»»

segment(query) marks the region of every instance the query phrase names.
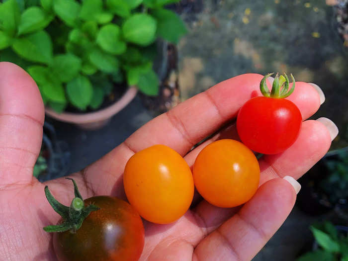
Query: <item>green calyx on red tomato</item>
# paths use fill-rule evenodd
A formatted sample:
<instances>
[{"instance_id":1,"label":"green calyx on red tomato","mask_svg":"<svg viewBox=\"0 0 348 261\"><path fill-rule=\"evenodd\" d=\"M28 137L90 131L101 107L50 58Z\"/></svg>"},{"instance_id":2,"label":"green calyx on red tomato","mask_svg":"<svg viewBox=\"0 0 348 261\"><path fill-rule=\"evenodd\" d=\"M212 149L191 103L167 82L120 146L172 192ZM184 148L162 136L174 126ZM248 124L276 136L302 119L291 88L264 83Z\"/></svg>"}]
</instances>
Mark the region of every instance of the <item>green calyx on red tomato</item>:
<instances>
[{"instance_id":1,"label":"green calyx on red tomato","mask_svg":"<svg viewBox=\"0 0 348 261\"><path fill-rule=\"evenodd\" d=\"M75 181L72 178L66 178L73 181L75 193L75 197L70 207L59 203L51 194L48 186L45 187L45 194L47 200L54 211L60 215L64 220L59 225L47 226L43 228L47 232L62 232L67 230L75 232L81 227L84 220L91 212L99 209L99 207L92 204L85 206Z\"/></svg>"},{"instance_id":2,"label":"green calyx on red tomato","mask_svg":"<svg viewBox=\"0 0 348 261\"><path fill-rule=\"evenodd\" d=\"M262 95L265 97L281 98L286 98L292 93L295 89L295 79L292 74L290 74L291 79L292 79L292 87L289 90L289 79L285 73L284 73L284 76L281 75L280 77L278 76L278 73L277 73L275 77L274 77L274 81L273 82L272 90L269 91L268 87L266 85L266 79L273 74L273 73L266 74L261 80L260 90Z\"/></svg>"},{"instance_id":3,"label":"green calyx on red tomato","mask_svg":"<svg viewBox=\"0 0 348 261\"><path fill-rule=\"evenodd\" d=\"M261 80L260 90L263 96L255 97L243 104L237 117L237 130L243 144L251 150L263 154L276 154L284 151L296 141L302 117L297 106L284 98L295 89L289 90L289 79L284 76L274 78L270 91L266 75Z\"/></svg>"}]
</instances>

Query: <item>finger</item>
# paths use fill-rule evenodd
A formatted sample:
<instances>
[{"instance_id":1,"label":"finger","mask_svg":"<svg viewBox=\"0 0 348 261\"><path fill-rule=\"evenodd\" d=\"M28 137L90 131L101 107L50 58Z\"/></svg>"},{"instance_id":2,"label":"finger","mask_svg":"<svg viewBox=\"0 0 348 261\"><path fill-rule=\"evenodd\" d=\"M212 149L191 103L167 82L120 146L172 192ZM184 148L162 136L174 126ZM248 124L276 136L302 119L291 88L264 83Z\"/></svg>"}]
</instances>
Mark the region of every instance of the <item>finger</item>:
<instances>
[{"instance_id":1,"label":"finger","mask_svg":"<svg viewBox=\"0 0 348 261\"><path fill-rule=\"evenodd\" d=\"M295 200L296 192L289 182L269 180L198 245L193 260L251 260L284 222Z\"/></svg>"},{"instance_id":2,"label":"finger","mask_svg":"<svg viewBox=\"0 0 348 261\"><path fill-rule=\"evenodd\" d=\"M327 121L327 126L329 124ZM332 130L329 131L330 129ZM334 132L333 135L330 134L332 131ZM326 153L332 139L337 134L337 131L335 127L328 128L318 121L304 122L299 137L291 147L282 154L264 155L259 160L260 185L274 178L290 176L297 179L300 177ZM212 206L205 200L194 210L195 214L204 224L206 234L227 220L235 211L233 208Z\"/></svg>"},{"instance_id":3,"label":"finger","mask_svg":"<svg viewBox=\"0 0 348 261\"><path fill-rule=\"evenodd\" d=\"M40 92L22 69L0 63L0 188L28 184L42 140Z\"/></svg>"},{"instance_id":4,"label":"finger","mask_svg":"<svg viewBox=\"0 0 348 261\"><path fill-rule=\"evenodd\" d=\"M295 90L287 98L292 101L298 107L305 120L313 115L320 106L321 98L318 91L312 85L303 82L296 82ZM261 93L261 92L260 92ZM233 124L214 135L185 156L185 160L190 166L201 150L206 146L216 140L221 139L232 139L239 140L235 124Z\"/></svg>"},{"instance_id":5,"label":"finger","mask_svg":"<svg viewBox=\"0 0 348 261\"><path fill-rule=\"evenodd\" d=\"M235 117L241 105L252 95L261 93L262 78L255 74L231 78L150 121L84 171L90 190L97 194L111 193L124 197L122 174L127 161L134 153L160 144L183 156L194 144Z\"/></svg>"},{"instance_id":6,"label":"finger","mask_svg":"<svg viewBox=\"0 0 348 261\"><path fill-rule=\"evenodd\" d=\"M150 121L85 170L90 190L124 197L121 175L127 161L135 152L162 144L184 155L193 145L235 117L246 100L261 95L259 85L262 77L251 74L225 81ZM309 117L320 106L319 94L310 85L296 84L298 88L292 98L301 108L303 117Z\"/></svg>"}]
</instances>

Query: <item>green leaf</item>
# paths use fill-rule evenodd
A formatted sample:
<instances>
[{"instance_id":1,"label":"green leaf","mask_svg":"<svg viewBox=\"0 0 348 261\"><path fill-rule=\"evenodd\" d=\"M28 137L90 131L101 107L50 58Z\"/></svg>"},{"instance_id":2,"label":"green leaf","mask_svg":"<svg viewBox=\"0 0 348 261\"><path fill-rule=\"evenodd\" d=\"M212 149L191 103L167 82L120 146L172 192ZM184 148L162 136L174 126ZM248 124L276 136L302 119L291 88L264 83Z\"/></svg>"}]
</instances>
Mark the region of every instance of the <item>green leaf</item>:
<instances>
[{"instance_id":1,"label":"green leaf","mask_svg":"<svg viewBox=\"0 0 348 261\"><path fill-rule=\"evenodd\" d=\"M150 8L154 8L156 6L156 0L144 0L144 4Z\"/></svg>"},{"instance_id":2,"label":"green leaf","mask_svg":"<svg viewBox=\"0 0 348 261\"><path fill-rule=\"evenodd\" d=\"M61 103L66 102L62 83L50 69L47 67L34 65L29 67L27 71L47 99Z\"/></svg>"},{"instance_id":3,"label":"green leaf","mask_svg":"<svg viewBox=\"0 0 348 261\"><path fill-rule=\"evenodd\" d=\"M25 8L30 6L37 6L40 5L40 0L24 0Z\"/></svg>"},{"instance_id":4,"label":"green leaf","mask_svg":"<svg viewBox=\"0 0 348 261\"><path fill-rule=\"evenodd\" d=\"M25 3L24 0L16 0L18 7L19 8L19 12L22 13L24 10Z\"/></svg>"},{"instance_id":5,"label":"green leaf","mask_svg":"<svg viewBox=\"0 0 348 261\"><path fill-rule=\"evenodd\" d=\"M111 78L112 79L112 82L114 83L117 83L118 84L122 84L124 82L124 76L121 70L119 70L115 73L112 73L111 74ZM110 90L110 91L105 91L105 93L107 94L110 94L110 92L112 89L113 85L111 84L110 81L108 81L109 83L111 86L110 88L108 88L108 90Z\"/></svg>"},{"instance_id":6,"label":"green leaf","mask_svg":"<svg viewBox=\"0 0 348 261\"><path fill-rule=\"evenodd\" d=\"M54 17L52 15L47 14L40 7L29 7L21 16L18 28L18 35L43 29L49 24Z\"/></svg>"},{"instance_id":7,"label":"green leaf","mask_svg":"<svg viewBox=\"0 0 348 261\"><path fill-rule=\"evenodd\" d=\"M114 14L107 12L102 12L96 13L94 15L95 19L98 23L101 24L107 23L111 22L113 19Z\"/></svg>"},{"instance_id":8,"label":"green leaf","mask_svg":"<svg viewBox=\"0 0 348 261\"><path fill-rule=\"evenodd\" d=\"M180 38L187 32L182 20L172 11L154 9L151 14L157 20L157 34L169 42L177 43Z\"/></svg>"},{"instance_id":9,"label":"green leaf","mask_svg":"<svg viewBox=\"0 0 348 261\"><path fill-rule=\"evenodd\" d=\"M136 85L139 82L140 75L146 74L151 70L152 64L148 63L145 65L133 66L127 71L127 81L128 85Z\"/></svg>"},{"instance_id":10,"label":"green leaf","mask_svg":"<svg viewBox=\"0 0 348 261\"><path fill-rule=\"evenodd\" d=\"M76 51L79 54L79 56L82 56L85 53L89 52L94 44L88 38L87 34L79 29L73 29L69 34L69 38L72 43L78 46L78 49Z\"/></svg>"},{"instance_id":11,"label":"green leaf","mask_svg":"<svg viewBox=\"0 0 348 261\"><path fill-rule=\"evenodd\" d=\"M340 251L340 245L329 235L313 226L310 229L318 244L324 250L330 252L338 252Z\"/></svg>"},{"instance_id":12,"label":"green leaf","mask_svg":"<svg viewBox=\"0 0 348 261\"><path fill-rule=\"evenodd\" d=\"M63 22L70 26L76 25L81 6L74 0L53 0L53 9Z\"/></svg>"},{"instance_id":13,"label":"green leaf","mask_svg":"<svg viewBox=\"0 0 348 261\"><path fill-rule=\"evenodd\" d=\"M333 224L328 221L326 221L324 223L324 228L325 231L329 233L332 238L335 240L338 239L338 235L337 234L337 229L335 227Z\"/></svg>"},{"instance_id":14,"label":"green leaf","mask_svg":"<svg viewBox=\"0 0 348 261\"><path fill-rule=\"evenodd\" d=\"M62 54L53 58L51 70L59 76L62 83L66 83L78 75L81 69L81 59L73 54Z\"/></svg>"},{"instance_id":15,"label":"green leaf","mask_svg":"<svg viewBox=\"0 0 348 261\"><path fill-rule=\"evenodd\" d=\"M94 15L101 12L102 9L101 0L84 0L79 16L85 21L92 20Z\"/></svg>"},{"instance_id":16,"label":"green leaf","mask_svg":"<svg viewBox=\"0 0 348 261\"><path fill-rule=\"evenodd\" d=\"M127 17L131 14L129 5L126 0L107 0L108 10L121 17Z\"/></svg>"},{"instance_id":17,"label":"green leaf","mask_svg":"<svg viewBox=\"0 0 348 261\"><path fill-rule=\"evenodd\" d=\"M308 252L302 256L297 261L335 261L335 256L324 250L317 250Z\"/></svg>"},{"instance_id":18,"label":"green leaf","mask_svg":"<svg viewBox=\"0 0 348 261\"><path fill-rule=\"evenodd\" d=\"M68 102L66 101L65 102L61 103L55 102L54 101L51 101L48 102L48 106L58 113L61 113L63 112L65 109L65 108L66 108Z\"/></svg>"},{"instance_id":19,"label":"green leaf","mask_svg":"<svg viewBox=\"0 0 348 261\"><path fill-rule=\"evenodd\" d=\"M122 30L127 41L145 46L155 40L156 21L148 14L137 13L126 20Z\"/></svg>"},{"instance_id":20,"label":"green leaf","mask_svg":"<svg viewBox=\"0 0 348 261\"><path fill-rule=\"evenodd\" d=\"M149 96L158 94L160 81L156 74L151 70L139 76L138 88L143 93Z\"/></svg>"},{"instance_id":21,"label":"green leaf","mask_svg":"<svg viewBox=\"0 0 348 261\"><path fill-rule=\"evenodd\" d=\"M82 110L86 110L92 100L93 87L85 76L79 75L68 83L66 90L70 102Z\"/></svg>"},{"instance_id":22,"label":"green leaf","mask_svg":"<svg viewBox=\"0 0 348 261\"><path fill-rule=\"evenodd\" d=\"M84 63L81 68L81 72L86 75L92 75L97 70L97 68L89 62Z\"/></svg>"},{"instance_id":23,"label":"green leaf","mask_svg":"<svg viewBox=\"0 0 348 261\"><path fill-rule=\"evenodd\" d=\"M98 33L98 24L94 21L85 22L81 27L82 31L86 33L88 37L94 39Z\"/></svg>"},{"instance_id":24,"label":"green leaf","mask_svg":"<svg viewBox=\"0 0 348 261\"><path fill-rule=\"evenodd\" d=\"M115 24L107 24L100 28L96 43L104 51L112 54L121 54L126 51L126 43L120 39L120 28Z\"/></svg>"},{"instance_id":25,"label":"green leaf","mask_svg":"<svg viewBox=\"0 0 348 261\"><path fill-rule=\"evenodd\" d=\"M104 101L104 89L101 87L96 86L93 88L93 97L89 106L96 110L99 108Z\"/></svg>"},{"instance_id":26,"label":"green leaf","mask_svg":"<svg viewBox=\"0 0 348 261\"><path fill-rule=\"evenodd\" d=\"M0 5L0 28L9 36L14 36L20 20L19 7L16 0Z\"/></svg>"},{"instance_id":27,"label":"green leaf","mask_svg":"<svg viewBox=\"0 0 348 261\"><path fill-rule=\"evenodd\" d=\"M51 10L52 8L53 0L40 0L41 6L46 12Z\"/></svg>"},{"instance_id":28,"label":"green leaf","mask_svg":"<svg viewBox=\"0 0 348 261\"><path fill-rule=\"evenodd\" d=\"M135 63L141 61L143 56L139 49L128 46L126 52L122 54L121 59L130 63Z\"/></svg>"},{"instance_id":29,"label":"green leaf","mask_svg":"<svg viewBox=\"0 0 348 261\"><path fill-rule=\"evenodd\" d=\"M127 1L127 3L131 9L139 6L142 2L143 0L128 0Z\"/></svg>"},{"instance_id":30,"label":"green leaf","mask_svg":"<svg viewBox=\"0 0 348 261\"><path fill-rule=\"evenodd\" d=\"M12 38L3 32L0 31L0 50L11 45Z\"/></svg>"},{"instance_id":31,"label":"green leaf","mask_svg":"<svg viewBox=\"0 0 348 261\"><path fill-rule=\"evenodd\" d=\"M29 61L44 64L49 64L52 61L52 43L45 31L17 38L12 47L19 56Z\"/></svg>"},{"instance_id":32,"label":"green leaf","mask_svg":"<svg viewBox=\"0 0 348 261\"><path fill-rule=\"evenodd\" d=\"M118 70L118 60L116 58L99 50L93 50L89 54L89 58L93 65L105 73L116 72Z\"/></svg>"}]
</instances>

««

__Exercise details__
Report every line of the items above that contains the word "region", and copy each of those lines in full.

__Response to this task__
segment(query) marks the region of every instance the query phrase names.
Mark the region of every instance of the <item>green calyx on red tomato</item>:
Mark the region of every instance of the <item>finger</item>:
Mark the region of every instance of the <item>green leaf</item>:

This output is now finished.